● **Exercise passage**:
★ ★ ★ ★ ★ ★ ★
George Walker Bush
43th President of the United States
(January 20, 2001 to January 20, 2009)
Vice President: Richard B. Cheney
Preceded by: Bill Clinton
Succeeded by: Barack Obama
Born: George Walker Bush
July 6, 1946
New Haven, Connecticut, U.S.
Married: Laura Welch (m. 1977)
Children: Barbara; Jenna
Siblings: John (Jeb); Marvin; and Neil; Dorothy (Doro).
The Bush family's first daughter, Robin, died in 1953 at the age of four after fighting Leukemia.
Religion: Methodist; Former Episcopalian
Education: Phillips Academy; Yale University (BA) Harvard University (MBA)
Occupation: Businessman; Politician
Political Party: Republican
Other Government Positions: 46th Governor of Texas (1995 to 2000)
Presidential Salary: $400,000/year + $50,000 expense account
George Walker Bush served as the 43rd President of the United States from 2001 to 2009. He was also the 46th Governor of Texas from 1995 to 2000. After graduating from Yale University in 1968 and Harvard Business School in 1975, he worked in the oil industry. Bush married Laura Welch in 1977 and ran unsuccessfully for the House of Representatives shortly thereafter. He later co-owned the Texas Rangers baseball team before defeating Ann Richards in the 1994 Texas gubernatorial election. Bush was elected president in 2000 after a close and controversial win over Democratic rival Al Gore, becoming the fourth president to be elected while receiving fewer popular votes than his opponent.
From a prominent political family, he is the eldest son of Barbara and George H. W. Bush, the 41st President of the United States, making him only the second president to assume the nation's highest office after his father, following the lead of John Quincy Adams. His brother, Jeb Bush, a former Governor of Florida, was a candidate for the Republican presidential nomination in the 2016 presidential election. His paternal grandfather, Prescott Bush, was a United States Senator from Connecticut.
The September 11 terrorist attacks occurred eight months into Bush's first term as president. Bush responded with what became known as the Bush Doctrine: launching a "War on Terror", an international military campaign that included the war in Afghanistan in 2001 and the Iraq War in 2003. He also promoted policies on the economy, health care, education, Social Security reform, and amending the Constitution to prohibit same-sex marriage. He signed into law broad tax cuts, the Patriot Act, the No Child Left Behind Act, the Partial-Birth Abortion Ban Act, Medicare prescription drug benefits for seniors, and funding for the AIDS relief program known as PEPFAR. His tenure included national debates on immigration, Social Security, electronic surveillance, and torture.
In the 2004 Presidential race, Bush defeated Democratic Senator John Kerry in another relatively close election. After his re-election, Bush received increasingly heated criticism from across the political spectrum for his handling of the Iraq War, Hurricane Katrina, and other challenges. Amid this criticism, the Democratic Party regained control of Congress in the 2006 elections. In December 2007, the United States entered its longest post-World War II recession, often referred to as the "Great Recession", prompting the Bush administration to obtain congressional passage of multiple economic programs intended to preserve the country's financial system. Nationally, Bush was both one of the most popular and unpopular presidents in history, having received the highest recorded presidential approval ratings in the wake of the September 11 attacks, as well as one of the lowest approval ratings during the 2008 financial crisis.
★ ★ ★ ★ ★ ★ ★
● **Stored records**:
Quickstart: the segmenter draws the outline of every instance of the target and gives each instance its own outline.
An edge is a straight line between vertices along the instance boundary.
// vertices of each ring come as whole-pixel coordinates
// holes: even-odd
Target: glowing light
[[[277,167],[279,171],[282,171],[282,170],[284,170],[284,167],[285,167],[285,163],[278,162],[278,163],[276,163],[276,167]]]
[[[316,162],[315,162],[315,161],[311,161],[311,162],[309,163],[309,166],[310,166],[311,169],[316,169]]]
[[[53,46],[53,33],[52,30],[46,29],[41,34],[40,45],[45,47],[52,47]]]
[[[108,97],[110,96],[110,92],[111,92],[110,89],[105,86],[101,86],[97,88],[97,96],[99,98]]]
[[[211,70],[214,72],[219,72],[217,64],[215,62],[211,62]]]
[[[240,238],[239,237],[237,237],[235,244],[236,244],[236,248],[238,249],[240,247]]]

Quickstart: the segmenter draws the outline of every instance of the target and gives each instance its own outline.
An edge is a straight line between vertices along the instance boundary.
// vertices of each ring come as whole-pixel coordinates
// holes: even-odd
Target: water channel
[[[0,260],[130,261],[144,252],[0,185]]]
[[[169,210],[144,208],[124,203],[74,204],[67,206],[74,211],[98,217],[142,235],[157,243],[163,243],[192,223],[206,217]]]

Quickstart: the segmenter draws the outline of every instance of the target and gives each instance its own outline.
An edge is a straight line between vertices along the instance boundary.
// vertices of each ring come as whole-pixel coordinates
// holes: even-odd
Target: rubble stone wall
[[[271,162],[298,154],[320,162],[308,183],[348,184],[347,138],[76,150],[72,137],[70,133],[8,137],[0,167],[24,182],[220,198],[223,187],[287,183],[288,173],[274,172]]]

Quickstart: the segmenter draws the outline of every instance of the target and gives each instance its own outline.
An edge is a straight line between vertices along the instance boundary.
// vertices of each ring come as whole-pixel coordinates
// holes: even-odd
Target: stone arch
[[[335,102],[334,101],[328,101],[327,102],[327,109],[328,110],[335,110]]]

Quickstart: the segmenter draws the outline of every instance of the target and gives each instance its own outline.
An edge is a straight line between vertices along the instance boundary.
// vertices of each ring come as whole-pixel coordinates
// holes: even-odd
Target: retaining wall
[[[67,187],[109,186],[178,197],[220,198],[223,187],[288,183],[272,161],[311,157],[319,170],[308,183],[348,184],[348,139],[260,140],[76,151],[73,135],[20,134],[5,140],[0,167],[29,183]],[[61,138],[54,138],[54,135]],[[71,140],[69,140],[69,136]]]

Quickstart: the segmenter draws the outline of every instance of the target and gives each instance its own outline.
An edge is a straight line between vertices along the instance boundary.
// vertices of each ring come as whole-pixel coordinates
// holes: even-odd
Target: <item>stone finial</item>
★ ★ ★ ★ ★ ★ ★
● **Required tasks**:
1 – Edit the George Walker Bush profile, reproducing the part that opens with the words containing "Married: Laura Welch" and closes with "Harvard University (MBA)", with "Methodist" changed to "United Methodist".
2 – In the George Walker Bush profile, whom did Bush defeat in the 1994 Texas gubernatorial election?
Rely only on the George Walker Bush profile; leave the material aside.

● **Answers to this exercise**:
1 –
Married: Laura Welch (m. 1977)
Children: Barbara; Jenna
Siblings: John (Jeb); Marvin; and Neil; Dorothy (Doro).
The Bush family's first daughter, Robin, died in 1953 at the age of four after fighting Leukemia.
Religion: United Methodist; Former Episcopalian
Education: Phillips Academy; Yale University (BA) Harvard University (MBA)

2 – Ann Richards.